Most important is our need to ensure joy and love are present in our workplace. Cheerfulness is a virtue proper to Christians. This Christian virtue of cheerfulness or joy indicates the fullness or depth of one’s interior life. Our Feelgood Fridays on our palliative care ward manifest this cheerfulness we espouse to achieve. Our multidisciplinary meetings on Tuesday are interrupted with morning tea as we share fellowship, stories of life outside of work and our commonality. I particularly enjoy our two-monthly breakfast sessions with our trainees.

I end today by speaking of the most crucial part of my life: my family. I have been incredibly blessed with a most patient and tolerant (some may say long-suffering) husband and three wonderful daughters.

My youngest stated to me, ‘Why would I want to come to hear you speak, Mum? I have to listen to you every day!’ followed by, ‘You mean people will actually pay $200 to hear you speak?’ A family favourite is, ‘You have to be dying to get any attention in this house’ and ‘You are very good at the start and end of life, Mum, but you are not very good in the middle!’ As a family, we have endured many difficult times. This includes our relocation to Australia following the GFC, and our need to alter our life patterns and plans dramatically following the premature birth of our child Alannah, weighing all but 900 grams.

Our story with her is one of hope drawn out of prayer and her father’s extraordinary sacrifice. Few know the stresses we endured and her tremendous ability to transcend her own sufferings. A source of great pride has been watching her overcome many obstacles, achieving independence and scholastic success and her sister’s willingness to step up to support, encourage and accompany her at the most challenging times. I will freely admit that I endured much spiritual doubt during some of the most difficult years. Herein lies the lesson of seeking the grace of the sacraments and gaining some spiritual direction. Our Lady was my constant companion in these times. As a mother, I turned daily to Our Mother. I simply contemplated her face. My experience with our child was a lesson in the need for optimism and hope, even in the most trying of times.

All Catholic parents at this age face the challenge of passing their faith on to their children. I have learnt that just as my patients have a trajectory of illness, my faith journey has had and will continue to have its own trajectory. Doubt, anger, abandonment and rejection are part of this journey. The beauty is that the compass can constantly be realigned, and the door is always open. We remind our children of the need to use their gifts for others, to serve and seek solace through prayer. As they become young adults, I enjoy watching them discern decisions and make choices of faith, significant others and career paths. This is their journey. As a mother, I have learnt to pray for them and accompany them.

To the young people in this room, and by that I mean anybody under the age of 49: drink from many wells. Work and family alone will not sustain you. Seek opportunities to volunteer, give of your time and be of service. Cancel the words ‘too busy’ from your vocabulary. Life is too short. Surround yourself with greatness—greatness of mind, heart and spirit, kindness and kinship. Foster the virtues of courage, fortitude, hope and love within you. Demonstrate magnanimity and humility in your workplace; they go hand in hand. Make way for others. I gain great joy in the idea of stepping down from my position as Director and handing over the baton of leadership to another. I have relished the opportunity given to me to work with Villa Maria Catholic Homes and the sisters and know that life remains full of possibilities.

Put your hand up. Be doers and not talkers. Share your faith with others and be curious about other faiths. Visit temples, mosques and synagogues. Seek to come together as we have done today. Be creative and imaginative in your ideas and endeavours. Regardless of your personal opinions, support your Church and Bishop. Avoid sectarianism; it serves no one. Remember, the Bishop, too, has a position description. Lastly and most importantly, find a way to be contemplative and prayerful. There are many rooms in God’s house. Be faithful to the sacraments, open your hearts to God and always listen to your mother!

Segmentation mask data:
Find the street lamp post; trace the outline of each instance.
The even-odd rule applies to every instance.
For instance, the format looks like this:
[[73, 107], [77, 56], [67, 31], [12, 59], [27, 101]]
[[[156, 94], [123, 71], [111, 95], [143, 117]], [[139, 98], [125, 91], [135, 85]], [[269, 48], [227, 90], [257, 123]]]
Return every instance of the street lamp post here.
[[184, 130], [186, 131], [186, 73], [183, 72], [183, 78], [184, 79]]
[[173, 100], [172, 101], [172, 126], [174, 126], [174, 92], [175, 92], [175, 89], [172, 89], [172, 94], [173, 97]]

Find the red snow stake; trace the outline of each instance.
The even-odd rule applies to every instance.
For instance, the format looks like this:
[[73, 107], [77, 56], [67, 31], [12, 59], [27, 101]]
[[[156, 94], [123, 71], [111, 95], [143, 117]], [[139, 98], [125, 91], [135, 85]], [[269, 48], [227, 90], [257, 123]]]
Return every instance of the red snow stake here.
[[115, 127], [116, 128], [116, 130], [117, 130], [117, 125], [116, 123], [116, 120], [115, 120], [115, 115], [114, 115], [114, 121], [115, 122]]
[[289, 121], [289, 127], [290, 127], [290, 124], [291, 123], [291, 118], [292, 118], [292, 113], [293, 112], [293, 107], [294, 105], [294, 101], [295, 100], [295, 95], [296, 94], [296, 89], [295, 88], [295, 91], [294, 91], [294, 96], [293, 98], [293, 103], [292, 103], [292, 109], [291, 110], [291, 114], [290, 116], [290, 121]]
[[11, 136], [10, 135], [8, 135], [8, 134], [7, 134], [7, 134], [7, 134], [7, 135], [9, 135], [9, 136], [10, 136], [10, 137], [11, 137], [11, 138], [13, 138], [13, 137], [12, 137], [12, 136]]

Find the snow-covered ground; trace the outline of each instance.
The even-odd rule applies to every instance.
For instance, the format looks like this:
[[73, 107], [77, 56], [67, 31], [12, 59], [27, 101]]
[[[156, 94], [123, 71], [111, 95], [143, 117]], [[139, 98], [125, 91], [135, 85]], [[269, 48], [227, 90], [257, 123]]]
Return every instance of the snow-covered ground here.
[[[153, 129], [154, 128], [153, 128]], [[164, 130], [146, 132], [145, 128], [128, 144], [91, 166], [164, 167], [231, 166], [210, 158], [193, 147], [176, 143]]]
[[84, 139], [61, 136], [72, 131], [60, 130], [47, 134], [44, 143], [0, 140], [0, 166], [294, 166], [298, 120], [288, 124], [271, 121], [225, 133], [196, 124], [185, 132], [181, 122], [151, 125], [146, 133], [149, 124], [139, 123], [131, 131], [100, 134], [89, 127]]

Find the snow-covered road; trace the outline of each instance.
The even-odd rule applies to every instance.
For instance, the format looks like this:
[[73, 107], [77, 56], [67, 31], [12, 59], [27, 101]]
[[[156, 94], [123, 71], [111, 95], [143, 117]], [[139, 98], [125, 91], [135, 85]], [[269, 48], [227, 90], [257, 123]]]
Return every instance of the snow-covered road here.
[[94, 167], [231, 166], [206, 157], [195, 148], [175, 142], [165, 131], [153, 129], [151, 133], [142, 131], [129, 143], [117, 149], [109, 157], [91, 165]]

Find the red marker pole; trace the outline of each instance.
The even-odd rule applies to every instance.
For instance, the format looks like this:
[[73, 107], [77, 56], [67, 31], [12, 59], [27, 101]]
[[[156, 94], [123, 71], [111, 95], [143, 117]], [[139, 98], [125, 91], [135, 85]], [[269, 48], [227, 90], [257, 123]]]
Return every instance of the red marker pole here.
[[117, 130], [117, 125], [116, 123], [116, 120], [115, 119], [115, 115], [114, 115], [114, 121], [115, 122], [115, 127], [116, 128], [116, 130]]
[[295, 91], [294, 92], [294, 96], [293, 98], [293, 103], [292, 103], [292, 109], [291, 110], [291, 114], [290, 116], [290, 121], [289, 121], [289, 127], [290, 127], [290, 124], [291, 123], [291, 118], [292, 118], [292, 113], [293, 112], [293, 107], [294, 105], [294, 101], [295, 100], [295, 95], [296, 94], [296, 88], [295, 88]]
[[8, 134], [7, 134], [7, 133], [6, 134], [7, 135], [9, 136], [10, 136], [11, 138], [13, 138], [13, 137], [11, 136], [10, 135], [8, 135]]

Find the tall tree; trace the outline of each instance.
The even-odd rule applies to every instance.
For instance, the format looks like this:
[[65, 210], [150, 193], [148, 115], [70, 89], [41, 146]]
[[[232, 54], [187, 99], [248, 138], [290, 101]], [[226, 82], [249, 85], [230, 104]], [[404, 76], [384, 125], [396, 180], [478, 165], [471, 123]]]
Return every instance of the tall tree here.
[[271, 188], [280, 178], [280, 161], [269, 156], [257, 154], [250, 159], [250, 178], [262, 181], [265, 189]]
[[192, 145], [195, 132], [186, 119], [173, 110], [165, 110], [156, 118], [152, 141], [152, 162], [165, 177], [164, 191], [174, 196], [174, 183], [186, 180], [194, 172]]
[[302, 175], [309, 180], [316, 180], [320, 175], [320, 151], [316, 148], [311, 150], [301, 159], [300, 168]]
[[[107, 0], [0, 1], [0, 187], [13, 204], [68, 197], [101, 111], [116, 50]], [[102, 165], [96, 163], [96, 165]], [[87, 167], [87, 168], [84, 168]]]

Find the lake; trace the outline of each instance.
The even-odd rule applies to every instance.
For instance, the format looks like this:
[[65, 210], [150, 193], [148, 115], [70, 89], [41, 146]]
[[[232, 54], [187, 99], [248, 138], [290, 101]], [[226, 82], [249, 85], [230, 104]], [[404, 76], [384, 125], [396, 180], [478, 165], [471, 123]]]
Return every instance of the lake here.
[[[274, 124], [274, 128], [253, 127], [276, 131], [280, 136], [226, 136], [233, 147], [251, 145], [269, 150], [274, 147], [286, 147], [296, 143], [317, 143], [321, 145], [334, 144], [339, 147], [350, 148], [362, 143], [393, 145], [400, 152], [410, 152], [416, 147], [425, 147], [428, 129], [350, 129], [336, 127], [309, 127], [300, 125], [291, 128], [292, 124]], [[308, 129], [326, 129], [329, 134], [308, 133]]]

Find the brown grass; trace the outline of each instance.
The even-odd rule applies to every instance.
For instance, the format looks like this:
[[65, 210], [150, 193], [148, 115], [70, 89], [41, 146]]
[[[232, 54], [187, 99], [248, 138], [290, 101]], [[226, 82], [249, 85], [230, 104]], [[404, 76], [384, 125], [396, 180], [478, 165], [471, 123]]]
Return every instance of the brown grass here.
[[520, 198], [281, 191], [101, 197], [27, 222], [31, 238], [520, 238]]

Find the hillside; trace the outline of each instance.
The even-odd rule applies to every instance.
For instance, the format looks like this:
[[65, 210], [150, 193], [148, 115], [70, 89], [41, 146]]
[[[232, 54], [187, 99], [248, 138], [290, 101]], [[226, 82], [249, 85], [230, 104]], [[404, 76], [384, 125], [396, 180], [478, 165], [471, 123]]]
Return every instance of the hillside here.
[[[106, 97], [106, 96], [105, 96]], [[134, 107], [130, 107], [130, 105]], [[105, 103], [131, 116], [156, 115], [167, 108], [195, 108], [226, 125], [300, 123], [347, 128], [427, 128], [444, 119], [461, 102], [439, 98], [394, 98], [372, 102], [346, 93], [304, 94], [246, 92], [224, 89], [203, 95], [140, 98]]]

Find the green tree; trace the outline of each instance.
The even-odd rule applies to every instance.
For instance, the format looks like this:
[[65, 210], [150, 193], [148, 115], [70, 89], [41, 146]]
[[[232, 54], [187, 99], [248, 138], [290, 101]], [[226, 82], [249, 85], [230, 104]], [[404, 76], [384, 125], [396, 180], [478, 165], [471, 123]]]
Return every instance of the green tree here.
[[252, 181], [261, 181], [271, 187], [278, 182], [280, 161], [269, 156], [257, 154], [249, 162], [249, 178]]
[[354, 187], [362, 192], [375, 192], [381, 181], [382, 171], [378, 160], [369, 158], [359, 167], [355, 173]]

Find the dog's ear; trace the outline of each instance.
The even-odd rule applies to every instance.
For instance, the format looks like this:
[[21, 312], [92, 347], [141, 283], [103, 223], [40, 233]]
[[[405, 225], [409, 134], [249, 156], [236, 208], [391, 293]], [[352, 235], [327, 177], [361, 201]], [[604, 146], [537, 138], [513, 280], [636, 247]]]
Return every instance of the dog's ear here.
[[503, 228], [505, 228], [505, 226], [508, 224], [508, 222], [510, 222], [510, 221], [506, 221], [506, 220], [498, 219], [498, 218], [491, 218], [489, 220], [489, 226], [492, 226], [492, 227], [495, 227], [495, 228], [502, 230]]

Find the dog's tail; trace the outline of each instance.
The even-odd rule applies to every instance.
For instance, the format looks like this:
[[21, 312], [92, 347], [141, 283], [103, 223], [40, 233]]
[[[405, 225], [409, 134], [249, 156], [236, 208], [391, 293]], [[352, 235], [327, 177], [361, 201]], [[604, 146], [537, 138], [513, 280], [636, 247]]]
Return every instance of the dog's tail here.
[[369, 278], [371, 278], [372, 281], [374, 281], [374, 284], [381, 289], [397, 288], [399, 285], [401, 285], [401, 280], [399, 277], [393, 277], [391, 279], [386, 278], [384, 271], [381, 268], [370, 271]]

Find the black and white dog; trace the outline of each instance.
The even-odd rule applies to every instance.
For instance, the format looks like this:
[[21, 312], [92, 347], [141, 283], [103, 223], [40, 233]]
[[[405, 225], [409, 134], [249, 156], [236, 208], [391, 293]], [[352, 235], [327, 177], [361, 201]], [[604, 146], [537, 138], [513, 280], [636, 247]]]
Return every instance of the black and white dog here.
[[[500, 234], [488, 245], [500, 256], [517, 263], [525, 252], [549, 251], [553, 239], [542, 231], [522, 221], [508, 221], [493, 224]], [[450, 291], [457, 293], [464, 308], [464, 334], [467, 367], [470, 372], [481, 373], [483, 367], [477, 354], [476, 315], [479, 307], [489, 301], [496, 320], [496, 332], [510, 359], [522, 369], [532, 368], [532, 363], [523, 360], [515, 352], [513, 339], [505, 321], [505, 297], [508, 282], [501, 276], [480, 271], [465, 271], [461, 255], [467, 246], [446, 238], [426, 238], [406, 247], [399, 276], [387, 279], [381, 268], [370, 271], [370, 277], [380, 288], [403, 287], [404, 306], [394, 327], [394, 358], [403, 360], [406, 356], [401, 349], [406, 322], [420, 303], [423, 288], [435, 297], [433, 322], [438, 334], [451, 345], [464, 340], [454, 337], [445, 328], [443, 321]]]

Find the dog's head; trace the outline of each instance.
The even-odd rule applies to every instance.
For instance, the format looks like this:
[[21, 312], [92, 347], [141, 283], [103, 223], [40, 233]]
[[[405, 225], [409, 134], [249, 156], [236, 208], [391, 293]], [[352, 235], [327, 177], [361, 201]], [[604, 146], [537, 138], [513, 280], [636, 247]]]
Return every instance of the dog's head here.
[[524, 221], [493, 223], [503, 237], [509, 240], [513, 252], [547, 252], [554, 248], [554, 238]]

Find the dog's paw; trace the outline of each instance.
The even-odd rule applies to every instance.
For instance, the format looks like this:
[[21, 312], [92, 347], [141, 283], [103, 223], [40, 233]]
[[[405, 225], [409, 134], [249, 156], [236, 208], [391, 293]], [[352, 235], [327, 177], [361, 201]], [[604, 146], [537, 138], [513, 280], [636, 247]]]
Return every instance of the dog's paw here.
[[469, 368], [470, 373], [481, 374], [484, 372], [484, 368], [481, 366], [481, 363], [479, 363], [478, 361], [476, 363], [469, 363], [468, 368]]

__Exercise description__: Can you extract the passage of the speech from "Most important is" up to and including "three wonderful daughters.", word for word?

__Output for this task__:
Most important is our need to ensure joy and love are present in our workplace. Cheerfulness is a virtue proper to Christians. This Christian virtue of cheerfulness or joy indicates the fullness or depth of one’s interior life. Our Feelgood Fridays on our palliative care ward manifest this cheerfulness we espouse to achieve. Our multidisciplinary meetings on Tuesday are interrupted with morning tea as we share fellowship, stories of life outside of work and our commonality. I particularly enjoy our two-monthly breakfast sessions with our trainees.

I end today by speaking of the most crucial part of my life: my family. I have been incredibly blessed with a most patient and tolerant (some may say long-suffering) husband and three wonderful daughters.